--- WRITTEN TASK ---
Print the Stephen B. Leonard profile below in full, word for word.

--- TEXT EXCERPT ---
>>>
Member of the U.S. House of Representatives from New York's 22nd district
- In office March 4, 1839 – March 3, 1841
- Preceded by: Cyrus Beers
- Succeeded by: Samuel Partridge
- In office March 4, 1835 – March 3, 1837
- Preceded by: Nicoll Halsey
- Succeeded by: Andrew DeWitt Bruyn

Personal details
- Born: Stephen Banks Leonard April 15, 1793 New York City, U.S.
- Died: May 8, 1876 (aged 83) Owego, New York, U.S.
- Resting place: Presbyterian Church Burying Ground
- Party: Democratic
- Other political affiliations: Jacksonian
- Profession: Politician, newspaperman

= Stephen B. Leonard =

American politician (1793–1876)

Stephen Banks Leonard (April 15, 1793 – May 8, 1876) was an American newspaperman and politician who served two non-consecutive terms as a U.S. Representative from New York from 1835 to 1837, and from 1839 to 1841.

== Biography ==
Born in New York City, Leonard attended the public schools.
<<<
--- DATA ---
>>>
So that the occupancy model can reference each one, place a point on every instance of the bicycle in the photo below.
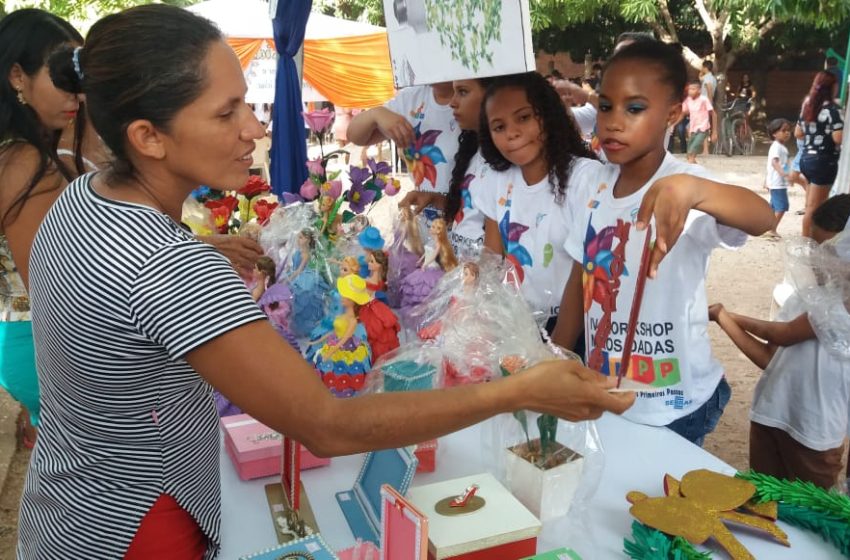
<<<
--- SOLUTION TO THIS PROBLEM ---
Member of the U.S. House of Representatives from New York's 22nd district
- In office March 4, 1839 – March 3, 1841
- Preceded by: Cyrus Beers
- Succeeded by: Samuel Partridge
- In office March 4, 1835 – March 3, 1837
- Preceded by: Nicoll Halsey
- Succeeded by: Andrew DeWitt Bruyn

Personal details
- Born: Stephen Banks Leonard April 15, 1793 New York City, U.S.
- Died: May 8, 1876 (aged 83) Owego, New York, U.S.
- Resting place: Presbyterian Church Burying Ground
- Party: Democratic
- Other political affiliations: Jacksonian
- Profession: Politician, newspaperman

= Stephen B. Leonard =

American politician (1793–1876)

Stephen Banks Leonard (April 15, 1793 – May 8, 1876) was an American newspaperman and politician who served two non-consecutive terms as a U.S. Representative from New York from 1835 to 1837, and from 1839 to 1841.

== Biography ==
Born in New York City, Leonard attended the public schools.